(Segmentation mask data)
################
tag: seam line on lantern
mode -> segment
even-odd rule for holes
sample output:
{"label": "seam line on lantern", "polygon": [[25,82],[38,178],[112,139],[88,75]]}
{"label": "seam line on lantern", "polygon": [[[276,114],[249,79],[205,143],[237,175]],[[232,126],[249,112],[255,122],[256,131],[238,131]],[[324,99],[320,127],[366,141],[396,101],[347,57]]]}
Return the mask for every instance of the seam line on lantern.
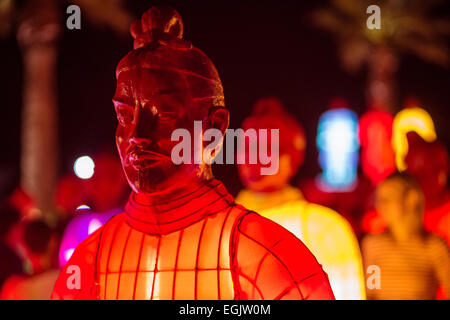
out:
{"label": "seam line on lantern", "polygon": [[180,247],[181,247],[181,239],[183,237],[184,229],[180,230],[180,233],[178,235],[178,244],[177,244],[177,255],[175,258],[175,270],[173,274],[173,283],[172,283],[172,300],[175,300],[175,283],[177,281],[177,271],[178,271],[178,257],[180,255]]}
{"label": "seam line on lantern", "polygon": [[127,238],[126,238],[126,240],[125,240],[125,245],[123,246],[122,258],[120,259],[119,279],[118,279],[118,281],[117,281],[116,300],[119,300],[120,280],[121,280],[121,278],[122,278],[123,260],[124,260],[124,258],[125,258],[125,253],[126,253],[126,251],[127,251],[127,246],[128,246],[128,241],[129,241],[129,239],[130,239],[130,235],[131,235],[131,228],[128,229]]}
{"label": "seam line on lantern", "polygon": [[[121,225],[122,225],[121,221],[118,221],[113,235],[117,234],[117,231],[119,230]],[[113,237],[112,241],[109,244],[110,247],[109,247],[109,252],[108,252],[108,259],[106,259],[106,268],[105,268],[106,271],[108,271],[108,268],[109,268],[109,261],[110,261],[110,258],[111,258],[112,248],[113,248],[113,245],[114,245],[115,241],[116,241],[116,237]],[[107,297],[106,297],[106,292],[107,292],[106,288],[107,288],[107,286],[108,286],[108,273],[105,274],[105,295],[104,295],[105,300],[107,299]]]}
{"label": "seam line on lantern", "polygon": [[200,235],[198,237],[197,257],[195,258],[195,288],[194,288],[194,299],[195,300],[197,300],[197,295],[198,295],[198,260],[200,258],[200,247],[202,244],[203,232],[205,231],[205,226],[206,226],[207,221],[208,221],[208,218],[206,218],[203,221],[202,229],[200,230]]}
{"label": "seam line on lantern", "polygon": [[[142,239],[141,239],[141,245],[139,247],[139,258],[137,261],[137,265],[136,265],[136,275],[134,277],[134,289],[133,289],[133,300],[135,300],[136,298],[136,288],[137,288],[137,279],[138,279],[138,271],[139,271],[139,265],[141,264],[141,257],[142,257],[142,250],[144,247],[144,239],[145,239],[145,233],[142,234]],[[123,270],[122,270],[123,272]]]}
{"label": "seam line on lantern", "polygon": [[[237,208],[237,206],[233,206],[233,208]],[[242,292],[242,288],[239,283],[239,268],[238,268],[238,258],[237,258],[237,251],[239,249],[239,225],[242,222],[242,219],[247,216],[250,212],[250,210],[247,210],[244,208],[242,210],[241,208],[237,208],[241,212],[238,213],[238,216],[233,221],[233,225],[231,227],[230,232],[230,240],[228,243],[228,254],[230,256],[230,270],[231,270],[231,276],[233,279],[233,292],[234,292],[234,299],[240,299],[240,293]]]}
{"label": "seam line on lantern", "polygon": [[[258,294],[261,297],[261,300],[265,300],[261,289],[258,287],[256,282],[252,278],[250,278],[249,276],[247,276],[246,274],[244,274],[242,272],[239,272],[238,277],[242,277],[242,278],[246,279],[253,286],[253,289],[256,289],[256,291],[258,291]],[[252,296],[250,300],[256,300],[256,299],[254,296]]]}
{"label": "seam line on lantern", "polygon": [[[217,252],[217,298],[218,300],[220,300],[220,255],[221,255],[221,251],[222,251],[222,241],[223,241],[223,231],[225,229],[225,225],[228,221],[228,217],[230,216],[230,212],[233,210],[234,207],[230,207],[230,209],[228,210],[225,219],[223,220],[222,223],[222,227],[220,228],[220,235],[219,235],[219,248],[218,248],[218,252]],[[230,239],[228,240],[230,241]],[[230,259],[229,255],[228,255],[228,259]],[[231,264],[231,261],[230,261]]]}
{"label": "seam line on lantern", "polygon": [[[242,222],[242,221],[241,221]],[[255,242],[256,244],[258,244],[258,245],[260,245],[261,247],[263,247],[264,249],[266,249],[267,251],[269,251],[272,255],[273,255],[273,257],[276,259],[276,260],[278,260],[278,262],[281,264],[281,266],[282,267],[284,267],[284,269],[287,271],[287,273],[289,274],[289,277],[291,278],[291,281],[293,282],[293,283],[297,283],[297,281],[295,280],[295,278],[294,278],[294,276],[292,275],[292,273],[291,273],[291,271],[289,270],[289,268],[286,266],[286,264],[272,251],[272,250],[270,250],[269,248],[267,248],[265,245],[263,245],[261,242],[259,242],[259,241],[257,241],[256,239],[253,239],[252,237],[250,237],[249,235],[247,235],[247,234],[245,234],[244,232],[242,232],[242,230],[241,230],[241,228],[240,228],[240,224],[238,225],[238,229],[239,229],[239,232],[243,235],[243,236],[245,236],[246,238],[248,238],[249,240],[251,240],[251,241],[253,241],[253,242]],[[278,242],[277,242],[277,244],[278,244]],[[317,274],[317,273],[315,273],[315,274]],[[314,274],[314,275],[315,275]],[[313,275],[310,275],[310,276],[313,276]],[[310,276],[308,276],[308,277],[306,277],[306,278],[309,278]],[[305,278],[305,279],[306,279]],[[302,279],[300,282],[302,282],[304,279]],[[302,293],[301,293],[301,291],[300,291],[300,288],[298,287],[298,285],[297,285],[297,290],[299,291],[299,293],[300,293],[300,295],[303,297],[303,295],[302,295]]]}
{"label": "seam line on lantern", "polygon": [[284,289],[283,291],[281,291],[281,293],[279,295],[277,295],[273,300],[281,300],[285,295],[287,295],[289,292],[292,291],[292,289],[296,288],[297,284],[293,284],[292,286]]}
{"label": "seam line on lantern", "polygon": [[158,247],[156,249],[155,268],[154,268],[153,281],[152,281],[152,294],[150,296],[150,300],[153,300],[153,294],[155,292],[155,282],[156,282],[156,274],[158,273],[158,260],[159,260],[160,246],[161,246],[161,237],[158,237]]}

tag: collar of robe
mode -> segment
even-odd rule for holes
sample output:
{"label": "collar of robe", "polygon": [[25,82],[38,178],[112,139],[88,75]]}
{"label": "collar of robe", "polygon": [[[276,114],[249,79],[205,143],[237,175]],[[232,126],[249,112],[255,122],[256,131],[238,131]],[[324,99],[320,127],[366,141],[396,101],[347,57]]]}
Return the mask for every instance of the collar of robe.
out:
{"label": "collar of robe", "polygon": [[245,189],[238,195],[237,202],[243,204],[249,210],[260,212],[303,199],[303,194],[299,189],[286,185],[284,188],[273,192],[257,192]]}
{"label": "collar of robe", "polygon": [[186,228],[234,204],[219,180],[189,186],[164,202],[131,193],[125,206],[128,224],[141,232],[162,235]]}

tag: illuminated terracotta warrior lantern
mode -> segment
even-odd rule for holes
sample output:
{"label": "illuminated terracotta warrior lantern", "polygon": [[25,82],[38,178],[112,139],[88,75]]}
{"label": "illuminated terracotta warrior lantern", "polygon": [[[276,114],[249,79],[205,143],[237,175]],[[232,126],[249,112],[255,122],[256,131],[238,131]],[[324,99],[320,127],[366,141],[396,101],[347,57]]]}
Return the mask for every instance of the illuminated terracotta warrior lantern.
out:
{"label": "illuminated terracotta warrior lantern", "polygon": [[[263,176],[261,163],[238,165],[246,189],[238,194],[236,202],[301,239],[323,264],[336,299],[364,299],[361,253],[349,223],[333,210],[307,202],[301,191],[289,184],[304,159],[306,142],[300,124],[277,98],[268,97],[256,102],[243,129],[279,129],[279,171]],[[250,148],[239,151],[251,153]],[[292,254],[296,255],[294,249]]]}
{"label": "illuminated terracotta warrior lantern", "polygon": [[447,189],[449,157],[439,141],[426,142],[415,132],[407,135],[409,151],[405,163],[425,195],[424,227],[450,245],[450,191]]}
{"label": "illuminated terracotta warrior lantern", "polygon": [[53,298],[333,299],[295,236],[236,205],[208,164],[171,161],[175,129],[192,132],[196,120],[224,133],[229,122],[217,71],[182,40],[179,14],[153,7],[131,34],[113,102],[133,191],[125,212],[75,249]]}

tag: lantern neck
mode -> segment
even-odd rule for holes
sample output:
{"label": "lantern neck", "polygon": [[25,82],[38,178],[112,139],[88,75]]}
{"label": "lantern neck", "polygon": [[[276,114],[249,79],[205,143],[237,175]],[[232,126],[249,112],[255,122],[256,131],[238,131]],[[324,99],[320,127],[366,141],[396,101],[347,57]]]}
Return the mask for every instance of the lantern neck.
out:
{"label": "lantern neck", "polygon": [[166,234],[188,227],[234,204],[233,197],[216,179],[192,184],[161,200],[131,193],[125,207],[127,222],[147,234]]}

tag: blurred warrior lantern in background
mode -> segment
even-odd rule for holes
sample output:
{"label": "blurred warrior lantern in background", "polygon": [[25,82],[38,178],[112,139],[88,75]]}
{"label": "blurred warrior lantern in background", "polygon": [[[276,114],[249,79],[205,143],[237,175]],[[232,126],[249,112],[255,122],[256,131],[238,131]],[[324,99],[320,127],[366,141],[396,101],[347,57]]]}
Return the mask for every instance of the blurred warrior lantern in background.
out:
{"label": "blurred warrior lantern in background", "polygon": [[361,167],[373,186],[395,171],[391,142],[393,121],[389,112],[377,110],[366,112],[359,120]]}
{"label": "blurred warrior lantern in background", "polygon": [[[300,188],[308,201],[339,212],[359,235],[359,220],[366,206],[372,185],[358,175],[358,118],[348,102],[333,98],[319,120],[317,148],[322,173],[301,181]],[[363,153],[364,154],[364,153]]]}
{"label": "blurred warrior lantern in background", "polygon": [[[343,126],[345,131],[345,123]],[[255,103],[243,129],[272,128],[280,130],[279,171],[273,176],[262,176],[261,163],[238,165],[246,189],[238,194],[236,201],[301,239],[323,264],[336,299],[364,299],[361,254],[349,223],[335,211],[309,203],[300,190],[289,184],[304,159],[306,139],[302,126],[284,110],[279,99],[262,98]],[[249,143],[257,144],[257,141]],[[240,157],[250,157],[252,152],[248,147],[238,151]]]}
{"label": "blurred warrior lantern in background", "polygon": [[448,152],[439,142],[426,142],[416,133],[408,134],[407,171],[419,182],[425,195],[424,227],[450,245],[450,192]]}
{"label": "blurred warrior lantern in background", "polygon": [[335,100],[319,120],[317,147],[323,173],[317,184],[325,192],[352,191],[358,175],[358,116]]}
{"label": "blurred warrior lantern in background", "polygon": [[[399,171],[410,172],[423,189],[426,198],[425,229],[448,241],[447,151],[437,141],[430,114],[419,108],[415,99],[408,99],[405,104],[407,107],[397,113],[392,124],[396,166]],[[363,229],[369,233],[380,233],[385,230],[385,223],[375,211],[371,211],[363,219]]]}

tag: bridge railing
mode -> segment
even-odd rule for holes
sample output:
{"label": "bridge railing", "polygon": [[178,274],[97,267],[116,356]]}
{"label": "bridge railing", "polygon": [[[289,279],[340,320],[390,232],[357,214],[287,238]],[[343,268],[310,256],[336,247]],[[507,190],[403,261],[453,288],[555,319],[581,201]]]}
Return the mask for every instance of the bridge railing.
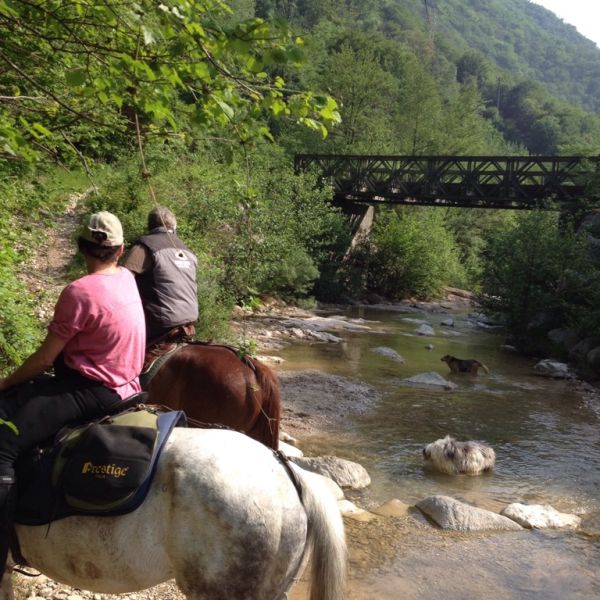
################
Return, exactly, the lines from the first line of the records above to the line containing "Return the mask for every instance of the seam", both included.

▶ **EXERCISE RESPONSE**
tag: seam line on lantern
mode -> segment
even-odd rule for holes
sample output:
{"label": "seam line on lantern", "polygon": [[25,82],[38,178],[112,139],[88,75]]}
{"label": "seam line on lantern", "polygon": [[[276,114],[249,79],[205,143],[237,175]],[[232,126],[249,112],[255,122],[256,131],[238,131]],[[324,99],[320,127],[366,141],[396,101],[347,57]]]}
Return the mask for every instance of the seam line on lantern.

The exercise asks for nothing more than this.